Data records
--- START ---
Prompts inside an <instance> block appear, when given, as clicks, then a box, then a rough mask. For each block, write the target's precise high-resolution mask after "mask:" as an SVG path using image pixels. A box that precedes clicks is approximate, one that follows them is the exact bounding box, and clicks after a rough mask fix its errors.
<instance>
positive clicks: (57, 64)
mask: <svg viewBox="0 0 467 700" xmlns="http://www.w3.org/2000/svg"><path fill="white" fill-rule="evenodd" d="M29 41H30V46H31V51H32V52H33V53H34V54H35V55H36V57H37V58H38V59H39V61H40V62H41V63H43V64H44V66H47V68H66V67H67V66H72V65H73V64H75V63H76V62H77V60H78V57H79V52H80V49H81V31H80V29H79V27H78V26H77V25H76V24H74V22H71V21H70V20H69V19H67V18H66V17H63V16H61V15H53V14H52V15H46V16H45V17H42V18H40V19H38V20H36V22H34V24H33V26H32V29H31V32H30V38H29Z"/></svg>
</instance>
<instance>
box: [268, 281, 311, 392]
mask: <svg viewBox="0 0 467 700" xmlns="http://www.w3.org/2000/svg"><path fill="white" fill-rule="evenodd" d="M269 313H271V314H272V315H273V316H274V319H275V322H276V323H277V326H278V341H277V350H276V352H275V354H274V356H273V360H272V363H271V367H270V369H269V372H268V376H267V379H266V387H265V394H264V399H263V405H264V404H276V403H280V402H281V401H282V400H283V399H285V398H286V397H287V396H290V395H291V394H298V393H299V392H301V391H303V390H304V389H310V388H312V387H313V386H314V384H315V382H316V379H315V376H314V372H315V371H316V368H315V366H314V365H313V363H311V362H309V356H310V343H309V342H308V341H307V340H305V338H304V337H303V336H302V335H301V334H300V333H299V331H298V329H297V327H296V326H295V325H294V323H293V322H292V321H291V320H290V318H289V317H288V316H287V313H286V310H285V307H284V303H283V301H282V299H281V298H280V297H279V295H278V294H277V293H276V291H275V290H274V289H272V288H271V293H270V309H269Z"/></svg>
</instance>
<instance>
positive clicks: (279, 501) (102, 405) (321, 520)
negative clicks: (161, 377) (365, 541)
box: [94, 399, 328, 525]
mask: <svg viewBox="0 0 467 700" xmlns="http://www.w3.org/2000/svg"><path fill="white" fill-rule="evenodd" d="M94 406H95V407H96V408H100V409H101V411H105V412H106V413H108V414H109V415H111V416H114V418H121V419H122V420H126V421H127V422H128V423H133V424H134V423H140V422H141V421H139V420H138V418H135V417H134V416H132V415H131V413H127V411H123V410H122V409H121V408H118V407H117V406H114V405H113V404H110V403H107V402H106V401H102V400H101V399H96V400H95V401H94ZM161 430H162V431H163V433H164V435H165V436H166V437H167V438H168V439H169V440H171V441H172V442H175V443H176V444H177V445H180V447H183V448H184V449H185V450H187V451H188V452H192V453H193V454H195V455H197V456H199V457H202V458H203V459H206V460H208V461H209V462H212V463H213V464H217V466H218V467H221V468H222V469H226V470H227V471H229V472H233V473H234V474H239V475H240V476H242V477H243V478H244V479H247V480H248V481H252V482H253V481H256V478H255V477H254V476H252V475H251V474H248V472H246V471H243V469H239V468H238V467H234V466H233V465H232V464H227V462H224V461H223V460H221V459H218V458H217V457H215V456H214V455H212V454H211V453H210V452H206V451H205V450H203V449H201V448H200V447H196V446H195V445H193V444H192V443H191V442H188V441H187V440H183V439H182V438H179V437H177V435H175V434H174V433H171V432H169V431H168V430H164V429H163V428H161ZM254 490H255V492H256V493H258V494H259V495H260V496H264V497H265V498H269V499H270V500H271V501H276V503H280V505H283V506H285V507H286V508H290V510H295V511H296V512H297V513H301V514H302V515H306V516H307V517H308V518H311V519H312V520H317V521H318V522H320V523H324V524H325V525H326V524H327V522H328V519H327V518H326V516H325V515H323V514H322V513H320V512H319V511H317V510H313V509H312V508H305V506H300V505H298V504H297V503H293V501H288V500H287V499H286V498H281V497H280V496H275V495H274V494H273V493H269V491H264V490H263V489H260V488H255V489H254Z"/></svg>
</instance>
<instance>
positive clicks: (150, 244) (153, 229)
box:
--- END ---
● **Task**
Each line of the records above must be copied exactly.

● **Response area**
Prompts inside an <instance> block appear, when given, as clicks, then a box, then a rough mask. For each block, write the target's precise high-resolution mask after "mask:" as an SVG path using image pixels. A box that precedes clicks is approximate, one that follows them is the exact bounding box, and clicks after a rough mask fix its errors.
<instance>
positive clicks: (57, 64)
mask: <svg viewBox="0 0 467 700" xmlns="http://www.w3.org/2000/svg"><path fill="white" fill-rule="evenodd" d="M29 41H30V46H31V51H32V52H33V53H34V54H35V55H36V57H37V58H38V59H39V61H40V62H41V63H43V64H44V66H47V68H66V67H67V66H72V65H73V64H75V63H76V62H77V60H78V57H79V52H80V49H81V31H80V29H79V27H78V26H77V25H76V24H74V22H71V21H70V20H69V19H67V18H66V17H63V16H61V15H53V14H52V15H46V16H45V17H42V18H40V19H38V20H36V22H34V24H33V26H32V29H31V32H30V38H29Z"/></svg>
</instance>
<instance>
box: [268, 281, 311, 392]
mask: <svg viewBox="0 0 467 700" xmlns="http://www.w3.org/2000/svg"><path fill="white" fill-rule="evenodd" d="M269 313H271V314H272V315H273V316H274V319H275V322H276V323H277V326H278V341H277V350H276V352H275V354H274V356H273V360H272V363H271V367H270V369H269V372H268V376H267V379H266V387H265V394H264V399H263V405H264V404H276V403H280V402H281V401H282V400H283V399H285V398H286V397H287V396H290V395H291V394H298V393H299V392H301V391H303V390H304V389H310V388H312V387H313V386H314V384H315V382H316V379H315V376H314V372H315V371H316V368H315V366H314V365H313V363H311V362H309V356H310V343H309V342H308V341H307V340H305V338H304V337H303V336H302V335H301V334H300V333H299V331H298V329H297V327H296V326H295V325H294V323H293V322H292V321H291V320H290V318H289V317H288V316H287V313H286V310H285V307H284V303H283V301H282V299H281V298H280V297H279V295H278V294H277V293H276V291H275V290H274V289H272V288H271V293H270V309H269Z"/></svg>
</instance>
<instance>
positive clicks: (279, 501) (102, 405) (321, 520)
negative clicks: (161, 377) (365, 541)
box: [94, 399, 328, 525]
mask: <svg viewBox="0 0 467 700" xmlns="http://www.w3.org/2000/svg"><path fill="white" fill-rule="evenodd" d="M94 406H95V407H96V408H100V409H101V411H105V412H106V413H108V414H109V415H111V416H114V418H121V419H122V420H126V421H127V422H128V423H133V424H134V423H140V422H141V421H139V420H138V418H135V417H134V416H132V415H131V413H127V411H123V410H122V409H121V408H118V407H117V406H114V405H113V404H110V403H107V402H106V401H102V400H101V399H96V400H95V401H94ZM161 430H162V431H163V433H164V435H165V436H166V437H167V438H168V439H169V440H171V441H172V442H175V443H176V444H177V445H180V447H183V448H184V449H185V450H187V451H188V452H192V453H193V454H195V455H197V456H199V457H202V458H203V459H206V460H208V461H209V462H212V463H213V464H217V466H218V467H221V468H222V469H226V470H227V471H229V472H233V473H234V474H239V475H240V476H242V477H243V478H244V479H247V480H248V481H252V482H253V481H256V478H255V477H254V476H252V475H251V474H248V472H246V471H243V469H239V468H238V467H234V466H233V465H232V464H227V462H224V461H223V460H221V459H218V458H217V457H215V456H214V455H212V454H211V453H210V452H206V451H205V450H203V449H201V448H200V447H196V446H195V445H193V444H192V443H191V442H188V441H187V440H183V439H182V438H179V437H177V435H175V434H174V433H171V432H169V431H168V430H164V429H163V428H161ZM254 490H255V492H256V493H258V494H259V495H260V496H264V497H265V498H269V499H270V500H271V501H276V503H280V505H283V506H285V507H286V508H290V510H295V511H296V512H297V513H301V514H302V515H306V516H307V517H308V518H311V519H312V520H317V521H318V522H320V523H324V524H325V525H326V524H327V522H328V519H327V518H326V516H325V515H323V514H322V513H320V512H319V511H317V510H313V509H312V508H305V506H300V505H298V504H297V503H293V501H288V500H287V499H286V498H281V497H280V496H275V495H274V494H273V493H269V491H264V490H263V489H260V488H255V489H254Z"/></svg>
</instance>
<instance>
positive clicks: (150, 244) (153, 229)
box:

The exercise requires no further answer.